| The exercise |
Rewrite the lines below with each "Target" changed to "Label" and everything else left unchanged. Omit the pictures from your answer.

◇ ◇ ◇ ◇ ◇ ◇ ◇

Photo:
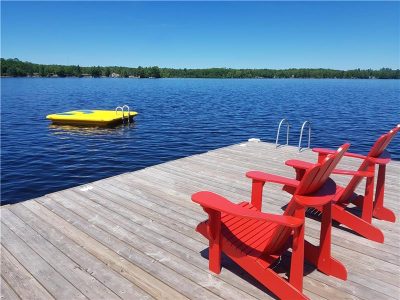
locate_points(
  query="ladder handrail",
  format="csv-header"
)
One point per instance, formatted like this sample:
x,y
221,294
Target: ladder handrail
x,y
287,132
129,112
122,110
309,135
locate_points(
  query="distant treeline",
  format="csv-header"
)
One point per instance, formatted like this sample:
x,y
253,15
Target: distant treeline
x,y
17,68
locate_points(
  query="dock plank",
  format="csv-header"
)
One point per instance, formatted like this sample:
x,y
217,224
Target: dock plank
x,y
132,235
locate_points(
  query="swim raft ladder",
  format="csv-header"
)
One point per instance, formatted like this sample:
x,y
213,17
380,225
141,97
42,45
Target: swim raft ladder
x,y
286,122
123,109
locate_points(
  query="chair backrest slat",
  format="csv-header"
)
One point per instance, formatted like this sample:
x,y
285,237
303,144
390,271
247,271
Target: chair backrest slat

◇ ◇ ◇ ◇ ◇ ◇ ◇

| Answer to this exercise |
Photo:
locate_points(
  query="ladder handrail",
  format="csv-header"
)
One point per instance, formatted like this sample:
x,y
221,294
Label: ladder handrail
x,y
287,132
129,112
122,110
309,135
locate_points(
  query="distant treeline",
  format="csv-header"
)
One point per instance, formatted like this sample:
x,y
253,15
Label: distant treeline
x,y
17,68
locate_points(
  query="dock plank",
  format="csv-header"
)
One point per instance, formatted like this sample:
x,y
217,224
Label: dock plank
x,y
132,235
locate_points(
  query="swim raft ladder",
  format="csv-header"
)
One point per instance, formatted like this sample:
x,y
213,17
380,225
141,97
42,45
Label: swim raft ladder
x,y
286,122
123,109
locate_points(
  query="chair backrest slat",
  format="csv-header"
)
One point per instance, formatted like this sample:
x,y
285,237
303,144
390,271
247,271
Label: chair backrest slat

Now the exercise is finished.